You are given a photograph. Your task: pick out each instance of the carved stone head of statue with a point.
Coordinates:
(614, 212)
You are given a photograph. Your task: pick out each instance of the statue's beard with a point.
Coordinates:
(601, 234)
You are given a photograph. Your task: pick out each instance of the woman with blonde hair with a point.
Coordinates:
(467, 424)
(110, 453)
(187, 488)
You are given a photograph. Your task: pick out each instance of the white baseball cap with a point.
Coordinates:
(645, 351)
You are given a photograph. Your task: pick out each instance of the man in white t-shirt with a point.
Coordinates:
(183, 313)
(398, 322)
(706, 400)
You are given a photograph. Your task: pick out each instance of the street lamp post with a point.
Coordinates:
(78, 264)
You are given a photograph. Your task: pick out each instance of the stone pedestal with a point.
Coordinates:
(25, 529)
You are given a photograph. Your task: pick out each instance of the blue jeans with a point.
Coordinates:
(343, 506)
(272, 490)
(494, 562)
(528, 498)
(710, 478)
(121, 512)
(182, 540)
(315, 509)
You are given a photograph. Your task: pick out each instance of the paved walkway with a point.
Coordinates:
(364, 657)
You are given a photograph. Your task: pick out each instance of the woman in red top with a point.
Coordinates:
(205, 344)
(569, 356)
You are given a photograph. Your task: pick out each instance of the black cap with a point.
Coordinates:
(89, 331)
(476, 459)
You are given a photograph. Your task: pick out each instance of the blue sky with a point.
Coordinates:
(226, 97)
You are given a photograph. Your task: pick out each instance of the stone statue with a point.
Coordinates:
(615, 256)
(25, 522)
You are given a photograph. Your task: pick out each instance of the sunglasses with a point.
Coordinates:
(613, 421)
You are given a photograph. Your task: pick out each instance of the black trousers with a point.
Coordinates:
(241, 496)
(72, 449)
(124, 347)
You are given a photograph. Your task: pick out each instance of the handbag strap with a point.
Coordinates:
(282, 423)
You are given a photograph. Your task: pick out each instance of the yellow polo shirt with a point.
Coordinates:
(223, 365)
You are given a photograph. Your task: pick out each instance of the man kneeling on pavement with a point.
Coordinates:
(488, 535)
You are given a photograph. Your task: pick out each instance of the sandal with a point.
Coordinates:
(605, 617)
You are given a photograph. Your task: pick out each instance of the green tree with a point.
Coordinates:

═══

Task instructions | Starting at the line that contains "walkway with a point.", output each remaining line of the listing, the last line included, exactly as it appears.

Finished task |
You are given a photograph. Your task: pick out each instance of the paved walkway with a point.
Coordinates:
(364, 657)
You are given a photograph. Your task: pick out each instance of the woman in red top with a point.
Coordinates:
(205, 344)
(569, 356)
You are given a photograph. Your task: pick out each instance of the black cap with a point.
Coordinates:
(89, 331)
(476, 459)
You are given a photograph. Your task: pick out each instance of the blue sky with a point.
Coordinates:
(226, 97)
You are given a photograph. Your task: pick out each instance of the stone statue with a point.
Coordinates:
(615, 256)
(25, 522)
You are given a photograph. Your task: pick out each instance of the sunglasses with a point.
Coordinates:
(613, 421)
You are given a photograph. Your task: pick out each instance of the black trousers with a point.
Coordinates:
(241, 496)
(72, 449)
(124, 347)
You are given a photograph. Your task: pick out each instance of the handbag strap with a point.
Coordinates:
(282, 423)
You are given a photograph. Your task: pick out each instance of the yellow polo shirt with a point.
Coordinates:
(223, 365)
You are given a photograph. Your task: pick out each instance of the man kneeling on pavement with a point.
Coordinates:
(488, 535)
You are given a photograph. Your task: pick out each instance of the sandal with a point.
Coordinates:
(605, 617)
You are given a photograph. Your task: pick out each instance of the green tree with a point.
Coordinates:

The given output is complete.